▶ **Trecho do documento**
....................

Artigo: De volta à Idade Média

NICOLAU SEVCENKO
Especial para a Folha de S.Paulo

Em meio ao oceano de cartazes na marcha de um milhão por Londres (número oficial; extra-oficial: dois milhões), uma das placas dizia: "Bush quer bombardear a lei"; outra anunciava: "Os EUA estão criando as Nações Desunidas"; outra clamava: "Salvem a Terra, mandem Blair e Bush a uma missão em Netuno".

Afora os slogans pacifistas que a ocasião exigia, a passeata pululava de mensagens alertando que, para além dos horrores da guerra, pairam as ameaças de uma ruptura irreversível das instituições multilaterais. Depois da desregulamentação dos mercados e das garantias da legislação social, estaríamos assistindo agora à desestruturação da ordem internacional. Soem os alarmes!

De fato há muito mais em jogo do que se encontra circunscrito pelas fronteiras do Iraque. Livro recente do historiador Michael Howard, ex-professor de Oxford e Yale e um dos fundadores do International Institute for Strategic Studies, ajuda a refletir sobre a questão. O título é esclarecedor, "The Invention of Peace and the Reinvention of War" (Profile Books, 2002). Parte de conclusão surpreendente de Sir Henry Maine, em seu clássico sobre direito internacional (1888), de que "a guerra parece ser tão antiga quanto a humanidade, mas a paz é uma invenção moderna".

Nos tempos antigos e medievais, para governantes e elites de orientação belicosa, os breves períodos de paz é que pareciam anomalia. A guerra lhes era tão natural quanto as tempestades, predatórias, mas também inevitáveis. Só com os filósofos iluministas surgiria a idéia de que os confrontos militares são catástrofes provocadas pela cobiça dos poderosos. A gestão racional das sociedades deveria portanto restringir as causas, o impacto e o efeito das guerras. A idéia seria criar tribunais internacionais autônomos para a resolução dos conflitos, dotados de mecanismos de consenso e estabilização.

....................

Linhas de dados

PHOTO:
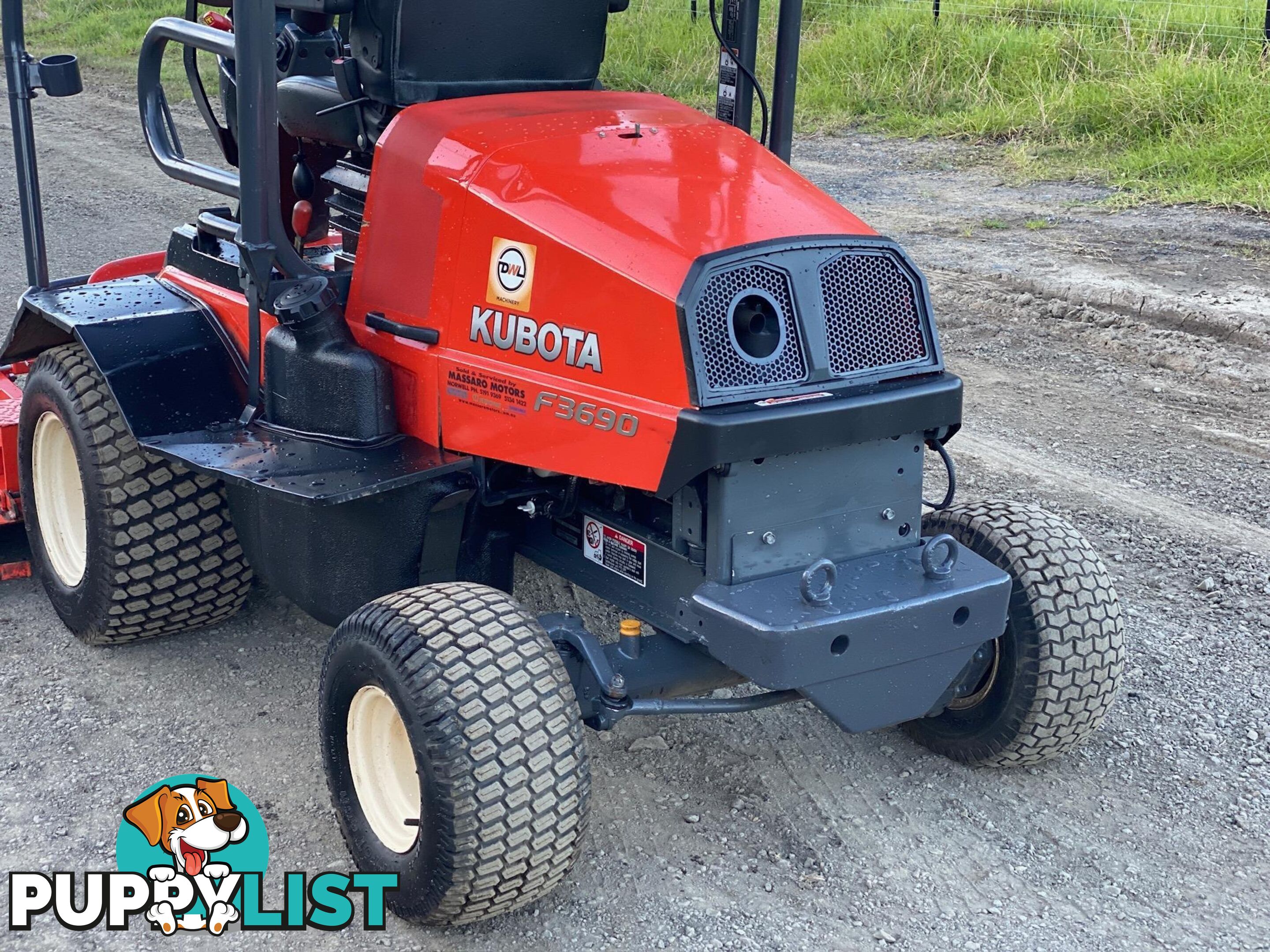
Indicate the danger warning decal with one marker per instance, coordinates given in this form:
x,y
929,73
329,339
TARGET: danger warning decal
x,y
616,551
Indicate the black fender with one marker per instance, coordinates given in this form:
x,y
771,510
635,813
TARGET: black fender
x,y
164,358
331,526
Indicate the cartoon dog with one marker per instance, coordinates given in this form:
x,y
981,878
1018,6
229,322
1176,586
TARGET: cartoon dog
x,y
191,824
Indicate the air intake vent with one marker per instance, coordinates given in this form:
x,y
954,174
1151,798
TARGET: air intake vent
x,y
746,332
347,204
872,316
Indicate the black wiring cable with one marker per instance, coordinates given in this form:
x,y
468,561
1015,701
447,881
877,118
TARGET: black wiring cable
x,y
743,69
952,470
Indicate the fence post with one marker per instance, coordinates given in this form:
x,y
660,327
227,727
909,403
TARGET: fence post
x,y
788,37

....................

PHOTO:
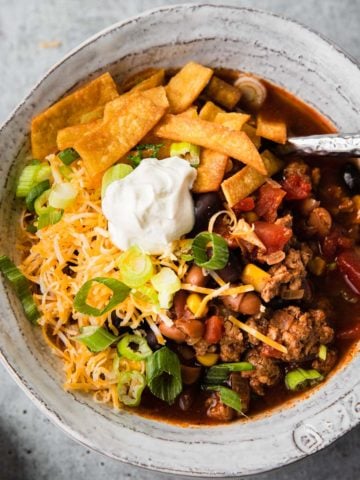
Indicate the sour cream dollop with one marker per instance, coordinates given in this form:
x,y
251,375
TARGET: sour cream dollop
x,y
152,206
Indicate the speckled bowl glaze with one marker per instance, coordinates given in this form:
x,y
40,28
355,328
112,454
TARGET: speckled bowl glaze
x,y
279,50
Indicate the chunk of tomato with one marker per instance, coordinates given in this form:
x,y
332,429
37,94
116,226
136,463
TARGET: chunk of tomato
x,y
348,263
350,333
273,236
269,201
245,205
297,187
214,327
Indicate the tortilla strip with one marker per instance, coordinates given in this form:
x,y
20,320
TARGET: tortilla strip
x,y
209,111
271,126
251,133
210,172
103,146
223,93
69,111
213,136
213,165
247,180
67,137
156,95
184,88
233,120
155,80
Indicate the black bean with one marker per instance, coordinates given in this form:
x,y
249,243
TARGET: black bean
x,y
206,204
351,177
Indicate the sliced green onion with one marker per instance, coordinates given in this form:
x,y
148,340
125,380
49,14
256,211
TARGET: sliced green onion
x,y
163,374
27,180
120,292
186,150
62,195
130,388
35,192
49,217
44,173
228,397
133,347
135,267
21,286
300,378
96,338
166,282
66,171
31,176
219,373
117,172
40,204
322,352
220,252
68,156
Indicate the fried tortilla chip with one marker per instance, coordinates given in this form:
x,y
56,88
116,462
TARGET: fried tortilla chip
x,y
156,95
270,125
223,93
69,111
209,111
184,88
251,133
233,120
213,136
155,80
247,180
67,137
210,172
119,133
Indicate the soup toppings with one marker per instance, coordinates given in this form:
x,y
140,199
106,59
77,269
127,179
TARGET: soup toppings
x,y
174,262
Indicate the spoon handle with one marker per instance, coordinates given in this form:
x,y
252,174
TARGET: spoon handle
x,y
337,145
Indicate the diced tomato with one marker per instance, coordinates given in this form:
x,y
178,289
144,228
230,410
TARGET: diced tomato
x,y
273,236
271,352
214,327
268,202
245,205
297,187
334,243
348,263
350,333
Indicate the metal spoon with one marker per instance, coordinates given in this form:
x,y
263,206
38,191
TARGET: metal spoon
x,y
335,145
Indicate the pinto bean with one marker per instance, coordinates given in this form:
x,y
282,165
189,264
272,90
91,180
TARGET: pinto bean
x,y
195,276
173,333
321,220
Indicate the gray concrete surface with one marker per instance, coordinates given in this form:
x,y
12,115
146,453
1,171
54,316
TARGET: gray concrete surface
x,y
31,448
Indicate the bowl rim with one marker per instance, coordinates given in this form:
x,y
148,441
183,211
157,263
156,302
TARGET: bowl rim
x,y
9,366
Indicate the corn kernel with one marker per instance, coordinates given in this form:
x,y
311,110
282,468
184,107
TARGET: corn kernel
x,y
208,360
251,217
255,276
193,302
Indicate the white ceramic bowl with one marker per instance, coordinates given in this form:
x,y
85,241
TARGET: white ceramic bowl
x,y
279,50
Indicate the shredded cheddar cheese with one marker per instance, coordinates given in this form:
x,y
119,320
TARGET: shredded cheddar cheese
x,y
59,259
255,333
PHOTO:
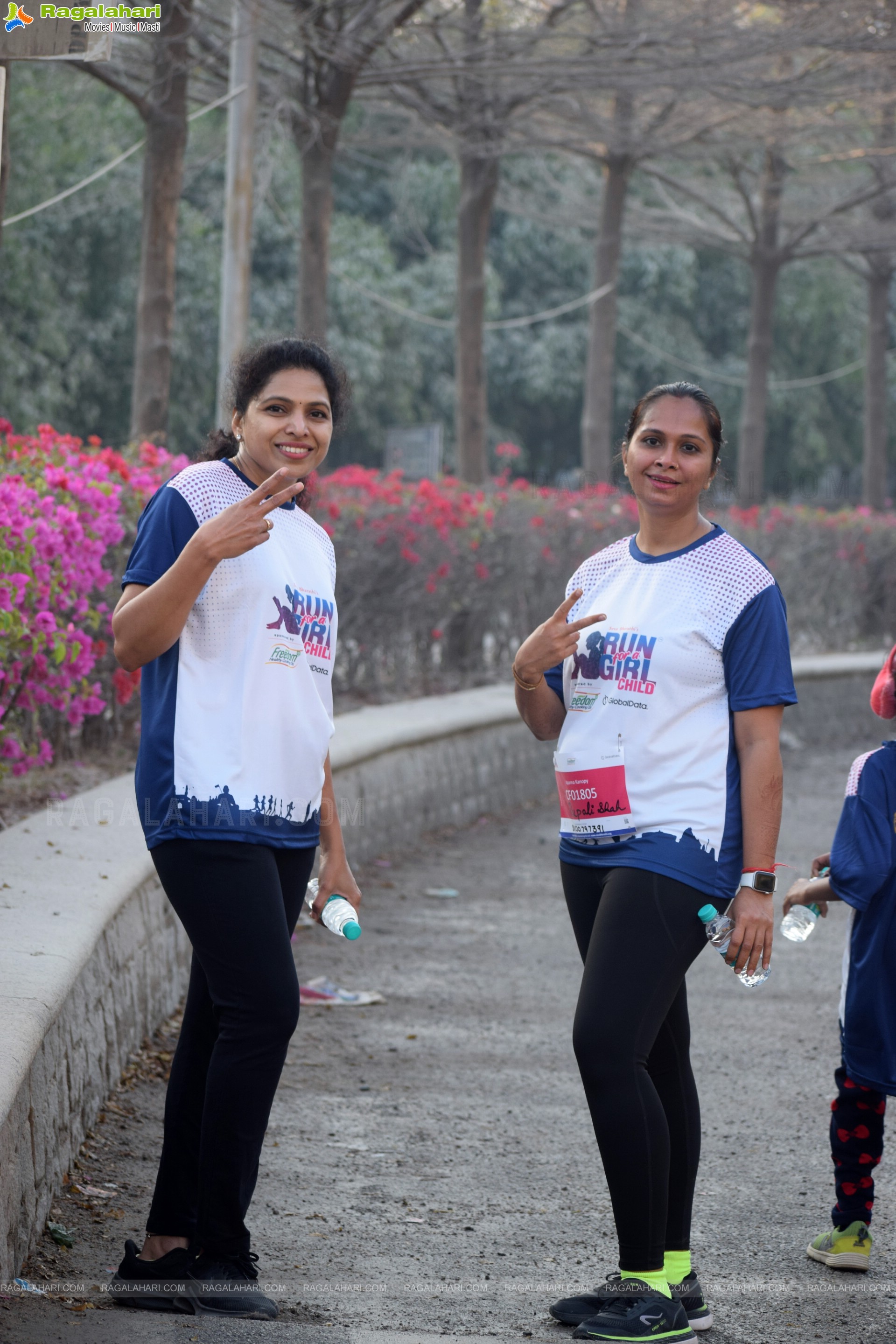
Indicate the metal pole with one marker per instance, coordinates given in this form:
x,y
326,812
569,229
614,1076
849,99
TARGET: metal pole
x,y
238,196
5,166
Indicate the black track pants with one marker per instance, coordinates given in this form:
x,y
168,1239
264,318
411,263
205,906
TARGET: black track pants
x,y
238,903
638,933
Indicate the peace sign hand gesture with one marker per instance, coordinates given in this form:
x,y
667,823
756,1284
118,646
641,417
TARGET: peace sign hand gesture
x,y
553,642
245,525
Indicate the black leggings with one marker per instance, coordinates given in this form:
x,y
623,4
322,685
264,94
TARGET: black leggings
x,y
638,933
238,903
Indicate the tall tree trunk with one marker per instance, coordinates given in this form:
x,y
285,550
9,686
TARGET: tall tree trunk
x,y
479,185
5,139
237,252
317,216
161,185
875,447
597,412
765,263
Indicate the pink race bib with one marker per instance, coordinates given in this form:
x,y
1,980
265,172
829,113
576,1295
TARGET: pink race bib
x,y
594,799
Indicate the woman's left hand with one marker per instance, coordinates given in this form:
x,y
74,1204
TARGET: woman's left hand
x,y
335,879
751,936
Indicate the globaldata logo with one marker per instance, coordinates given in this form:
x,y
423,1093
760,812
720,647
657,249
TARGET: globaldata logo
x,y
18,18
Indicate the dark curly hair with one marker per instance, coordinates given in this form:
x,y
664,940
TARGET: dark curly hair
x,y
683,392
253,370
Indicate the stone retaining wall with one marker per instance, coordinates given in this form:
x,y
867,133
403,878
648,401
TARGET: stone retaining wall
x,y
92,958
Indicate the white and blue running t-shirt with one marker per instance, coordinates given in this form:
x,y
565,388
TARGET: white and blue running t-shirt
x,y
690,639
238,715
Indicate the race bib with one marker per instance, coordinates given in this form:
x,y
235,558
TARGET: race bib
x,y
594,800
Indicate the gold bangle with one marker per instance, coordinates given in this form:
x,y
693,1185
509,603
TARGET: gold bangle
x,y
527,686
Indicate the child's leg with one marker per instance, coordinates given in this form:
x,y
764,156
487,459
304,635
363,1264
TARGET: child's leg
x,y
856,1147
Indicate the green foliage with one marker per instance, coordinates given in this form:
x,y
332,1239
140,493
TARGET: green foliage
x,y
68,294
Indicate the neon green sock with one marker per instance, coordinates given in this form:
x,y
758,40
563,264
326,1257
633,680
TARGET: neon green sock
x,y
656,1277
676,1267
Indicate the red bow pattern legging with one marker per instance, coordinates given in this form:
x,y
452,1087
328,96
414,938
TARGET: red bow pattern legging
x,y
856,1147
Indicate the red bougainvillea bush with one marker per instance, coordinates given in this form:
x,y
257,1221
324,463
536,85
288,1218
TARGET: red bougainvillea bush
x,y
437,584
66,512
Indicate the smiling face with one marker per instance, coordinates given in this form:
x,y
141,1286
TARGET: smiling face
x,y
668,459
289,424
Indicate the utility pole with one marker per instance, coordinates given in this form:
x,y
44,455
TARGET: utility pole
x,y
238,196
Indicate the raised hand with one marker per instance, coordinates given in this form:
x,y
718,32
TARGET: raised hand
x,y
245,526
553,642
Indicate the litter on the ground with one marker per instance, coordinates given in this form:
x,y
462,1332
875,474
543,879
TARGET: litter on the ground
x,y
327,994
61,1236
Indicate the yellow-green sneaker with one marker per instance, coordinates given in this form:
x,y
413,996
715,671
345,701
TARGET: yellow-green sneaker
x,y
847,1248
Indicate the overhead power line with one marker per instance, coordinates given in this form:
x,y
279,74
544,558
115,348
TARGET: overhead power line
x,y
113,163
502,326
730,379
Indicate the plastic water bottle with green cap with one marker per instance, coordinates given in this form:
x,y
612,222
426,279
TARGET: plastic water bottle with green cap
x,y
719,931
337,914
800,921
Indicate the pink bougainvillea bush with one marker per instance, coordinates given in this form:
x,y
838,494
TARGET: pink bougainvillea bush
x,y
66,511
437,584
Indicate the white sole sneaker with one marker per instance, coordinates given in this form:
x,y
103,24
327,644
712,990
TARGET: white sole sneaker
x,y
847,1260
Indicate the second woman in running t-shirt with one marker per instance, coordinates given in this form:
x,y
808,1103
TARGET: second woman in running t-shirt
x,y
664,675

....................

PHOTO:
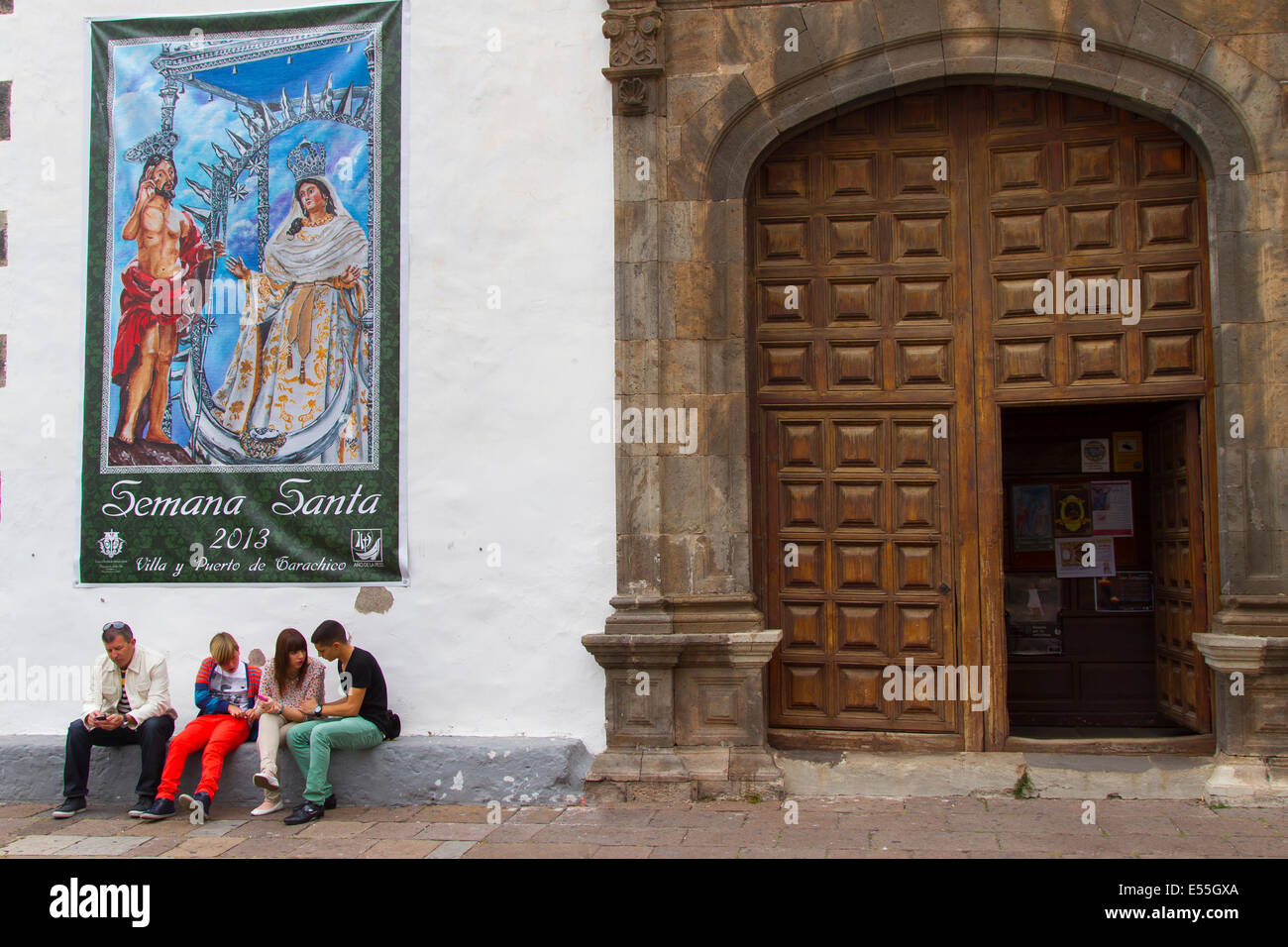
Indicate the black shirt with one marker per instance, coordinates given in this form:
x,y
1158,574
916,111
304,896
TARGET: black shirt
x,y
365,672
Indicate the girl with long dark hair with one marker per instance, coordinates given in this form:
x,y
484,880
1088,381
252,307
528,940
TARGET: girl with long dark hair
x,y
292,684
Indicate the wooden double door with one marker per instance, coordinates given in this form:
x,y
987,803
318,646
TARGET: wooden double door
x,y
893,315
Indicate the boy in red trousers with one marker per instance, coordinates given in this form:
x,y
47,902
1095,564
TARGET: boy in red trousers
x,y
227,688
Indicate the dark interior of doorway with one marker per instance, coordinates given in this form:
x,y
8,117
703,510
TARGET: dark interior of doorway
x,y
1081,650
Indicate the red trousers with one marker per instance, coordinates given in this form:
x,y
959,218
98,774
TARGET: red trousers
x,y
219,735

....................

▶ **Suas tarefas**
- a) No artigo sobre guerra e paz, qual é o título do livro de Michael Howard mencionado?
- b) Dê continuidade ao artigo sobre guerra e paz a partir do ponto em que ele termina.

▶ **Tarefas resolvidas**
- a) "The Invention of Peace and the Reinvention of War" (Profile Books, 2002).

- b)
Foi Kant quem concebeu a idéia de uma Liga das Nações. A longo prazo, o objetivo era erradicar a guerra, como uma obsolescência típica de tempos primitivos.

Se nesse sentido a paz foi deveras uma invenção moderna, sua implementação porém levou mais tempo. Os acordos de Versalhes, após a Revolução e as guerras napoleônicas, criaram um sistema informal de consultas entre governos que pacificou a Europa por um século até a Grande Guerra. O fim do conflito em 1918 assinalou o declínio europeu e a ascensão dos EUA como potência mundial. O país foi o primeiro a ter constituição e aparato institucional inspirados nos preceitos iluministas. Não surpreende que tenha encabeçado a criação da liga após a Primeira Guerra e a Organização das Nações Unidas após a segunda. Malgrado seus defeitos, não há como negar que a ONU funcionou como câmara de descompressão de tensões internacionais na turbulenta segunda metade do século 20.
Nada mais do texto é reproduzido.